* Stated goal
The required output consists solely of the lines from the line containing "Target: floating lily pad" through the end of the records, copied exactly.

* Material
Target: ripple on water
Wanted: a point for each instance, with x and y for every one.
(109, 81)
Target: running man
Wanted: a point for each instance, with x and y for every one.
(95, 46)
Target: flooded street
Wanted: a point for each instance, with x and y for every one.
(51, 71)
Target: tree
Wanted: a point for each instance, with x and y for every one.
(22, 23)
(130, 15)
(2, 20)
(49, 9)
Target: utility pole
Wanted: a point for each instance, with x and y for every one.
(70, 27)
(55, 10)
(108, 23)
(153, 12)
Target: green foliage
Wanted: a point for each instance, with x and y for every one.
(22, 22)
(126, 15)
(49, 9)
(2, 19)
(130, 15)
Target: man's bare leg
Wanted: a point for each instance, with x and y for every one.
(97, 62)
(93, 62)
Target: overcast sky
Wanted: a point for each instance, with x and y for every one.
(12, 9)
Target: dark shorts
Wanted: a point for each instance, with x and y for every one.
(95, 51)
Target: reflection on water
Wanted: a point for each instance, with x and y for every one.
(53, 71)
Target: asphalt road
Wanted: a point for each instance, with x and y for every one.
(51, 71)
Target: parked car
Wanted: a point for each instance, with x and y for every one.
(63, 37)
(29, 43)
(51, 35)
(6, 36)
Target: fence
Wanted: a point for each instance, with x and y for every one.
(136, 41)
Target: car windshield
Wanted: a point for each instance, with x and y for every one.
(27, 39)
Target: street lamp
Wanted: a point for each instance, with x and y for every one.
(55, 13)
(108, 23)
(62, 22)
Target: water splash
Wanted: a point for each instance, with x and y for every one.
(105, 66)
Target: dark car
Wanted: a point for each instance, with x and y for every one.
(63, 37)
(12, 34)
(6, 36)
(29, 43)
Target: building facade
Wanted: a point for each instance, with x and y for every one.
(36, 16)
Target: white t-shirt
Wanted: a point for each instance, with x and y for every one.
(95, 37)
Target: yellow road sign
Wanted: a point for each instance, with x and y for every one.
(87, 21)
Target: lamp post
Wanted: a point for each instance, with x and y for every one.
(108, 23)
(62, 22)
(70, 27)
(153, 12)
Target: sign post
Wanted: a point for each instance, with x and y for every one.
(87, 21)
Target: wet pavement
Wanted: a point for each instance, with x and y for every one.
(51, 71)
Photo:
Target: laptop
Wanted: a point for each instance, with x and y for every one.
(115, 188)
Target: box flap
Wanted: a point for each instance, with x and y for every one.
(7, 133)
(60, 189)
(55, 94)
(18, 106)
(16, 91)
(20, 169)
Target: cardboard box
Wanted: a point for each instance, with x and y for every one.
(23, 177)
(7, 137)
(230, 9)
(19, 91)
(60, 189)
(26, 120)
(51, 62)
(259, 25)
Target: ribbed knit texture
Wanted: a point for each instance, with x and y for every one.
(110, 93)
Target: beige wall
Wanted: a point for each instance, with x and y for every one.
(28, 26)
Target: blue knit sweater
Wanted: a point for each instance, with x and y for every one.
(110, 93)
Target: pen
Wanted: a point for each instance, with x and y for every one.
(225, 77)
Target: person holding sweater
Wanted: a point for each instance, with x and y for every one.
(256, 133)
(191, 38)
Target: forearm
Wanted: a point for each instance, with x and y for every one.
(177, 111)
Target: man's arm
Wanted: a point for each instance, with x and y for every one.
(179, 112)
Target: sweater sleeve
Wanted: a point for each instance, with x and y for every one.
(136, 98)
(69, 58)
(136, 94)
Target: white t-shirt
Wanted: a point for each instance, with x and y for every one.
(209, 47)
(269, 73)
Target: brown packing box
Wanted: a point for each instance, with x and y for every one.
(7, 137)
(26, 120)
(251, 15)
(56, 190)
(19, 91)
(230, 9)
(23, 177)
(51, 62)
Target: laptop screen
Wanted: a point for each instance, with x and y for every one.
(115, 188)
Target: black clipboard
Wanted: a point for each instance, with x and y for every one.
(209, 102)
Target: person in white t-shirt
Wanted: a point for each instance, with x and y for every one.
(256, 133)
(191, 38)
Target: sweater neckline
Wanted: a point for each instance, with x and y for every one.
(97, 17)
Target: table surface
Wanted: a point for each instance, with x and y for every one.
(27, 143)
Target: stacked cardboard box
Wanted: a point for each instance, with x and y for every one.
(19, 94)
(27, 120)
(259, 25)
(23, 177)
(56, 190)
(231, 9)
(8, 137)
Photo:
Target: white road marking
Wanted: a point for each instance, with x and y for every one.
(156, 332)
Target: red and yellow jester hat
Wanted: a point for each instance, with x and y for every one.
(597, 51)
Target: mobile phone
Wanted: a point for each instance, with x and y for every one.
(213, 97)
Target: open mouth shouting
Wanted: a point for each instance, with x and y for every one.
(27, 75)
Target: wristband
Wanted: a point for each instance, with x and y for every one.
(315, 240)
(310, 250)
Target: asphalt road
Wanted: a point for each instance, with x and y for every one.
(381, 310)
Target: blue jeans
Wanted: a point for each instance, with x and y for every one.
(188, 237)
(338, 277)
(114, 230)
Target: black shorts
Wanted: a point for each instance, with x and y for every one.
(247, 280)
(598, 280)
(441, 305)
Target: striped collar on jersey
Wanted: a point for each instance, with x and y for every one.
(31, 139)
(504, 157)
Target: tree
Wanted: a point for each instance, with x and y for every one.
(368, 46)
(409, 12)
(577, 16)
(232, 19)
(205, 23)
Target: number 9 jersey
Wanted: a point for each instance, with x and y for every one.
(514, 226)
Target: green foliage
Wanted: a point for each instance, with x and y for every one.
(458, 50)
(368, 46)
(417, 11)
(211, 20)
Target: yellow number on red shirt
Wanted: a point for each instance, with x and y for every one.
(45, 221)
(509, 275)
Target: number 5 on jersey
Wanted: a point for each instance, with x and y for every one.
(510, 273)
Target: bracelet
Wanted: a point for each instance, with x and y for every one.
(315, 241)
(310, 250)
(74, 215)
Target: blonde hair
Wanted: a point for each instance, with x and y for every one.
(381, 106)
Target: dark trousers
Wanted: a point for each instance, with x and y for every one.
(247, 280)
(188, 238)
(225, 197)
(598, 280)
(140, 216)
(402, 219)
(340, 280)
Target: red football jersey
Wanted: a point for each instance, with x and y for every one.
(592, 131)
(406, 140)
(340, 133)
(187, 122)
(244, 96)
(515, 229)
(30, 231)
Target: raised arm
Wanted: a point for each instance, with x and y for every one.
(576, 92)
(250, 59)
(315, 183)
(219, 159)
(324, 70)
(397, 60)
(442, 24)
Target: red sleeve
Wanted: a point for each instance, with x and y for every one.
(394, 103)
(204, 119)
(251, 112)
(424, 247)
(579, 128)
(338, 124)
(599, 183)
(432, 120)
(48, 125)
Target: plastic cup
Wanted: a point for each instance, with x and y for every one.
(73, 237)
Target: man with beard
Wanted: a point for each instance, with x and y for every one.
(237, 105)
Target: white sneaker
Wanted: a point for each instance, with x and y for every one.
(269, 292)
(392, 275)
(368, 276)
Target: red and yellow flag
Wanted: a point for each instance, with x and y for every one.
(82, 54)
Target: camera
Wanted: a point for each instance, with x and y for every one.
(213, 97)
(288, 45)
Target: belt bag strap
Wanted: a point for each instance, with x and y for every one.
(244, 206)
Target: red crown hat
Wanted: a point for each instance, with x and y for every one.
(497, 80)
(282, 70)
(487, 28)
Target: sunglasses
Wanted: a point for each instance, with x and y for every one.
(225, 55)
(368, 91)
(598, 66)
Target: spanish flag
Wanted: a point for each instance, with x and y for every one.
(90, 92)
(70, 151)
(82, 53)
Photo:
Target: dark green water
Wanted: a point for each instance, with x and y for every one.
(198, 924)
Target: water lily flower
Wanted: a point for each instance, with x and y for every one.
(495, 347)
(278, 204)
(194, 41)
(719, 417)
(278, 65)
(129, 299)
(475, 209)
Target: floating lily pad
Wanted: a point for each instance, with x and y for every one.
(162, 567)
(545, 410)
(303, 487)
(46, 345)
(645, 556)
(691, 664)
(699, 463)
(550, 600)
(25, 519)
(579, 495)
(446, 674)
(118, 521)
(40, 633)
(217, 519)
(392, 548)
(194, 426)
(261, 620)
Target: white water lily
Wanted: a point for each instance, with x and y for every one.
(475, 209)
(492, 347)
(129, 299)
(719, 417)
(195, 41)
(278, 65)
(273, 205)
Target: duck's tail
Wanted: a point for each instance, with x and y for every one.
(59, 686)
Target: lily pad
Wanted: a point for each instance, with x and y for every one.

* Response to the exercise
Target: floating lily pad
Wanted: a point for each instance, with x and y for every one.
(162, 567)
(545, 410)
(303, 487)
(46, 345)
(645, 556)
(691, 664)
(699, 463)
(550, 600)
(25, 519)
(579, 495)
(446, 674)
(118, 521)
(40, 633)
(217, 519)
(392, 548)
(194, 426)
(261, 620)
Target: white water lily
Wanted: a point for each instance, with x and y for every one.
(475, 209)
(492, 347)
(129, 299)
(719, 417)
(195, 41)
(278, 65)
(273, 205)
Target: duck's tail
Wanted: a point for each instance, with x and y for every one.
(59, 686)
Target: lily pad
Wanted: a point for each instance, with x and y for every one.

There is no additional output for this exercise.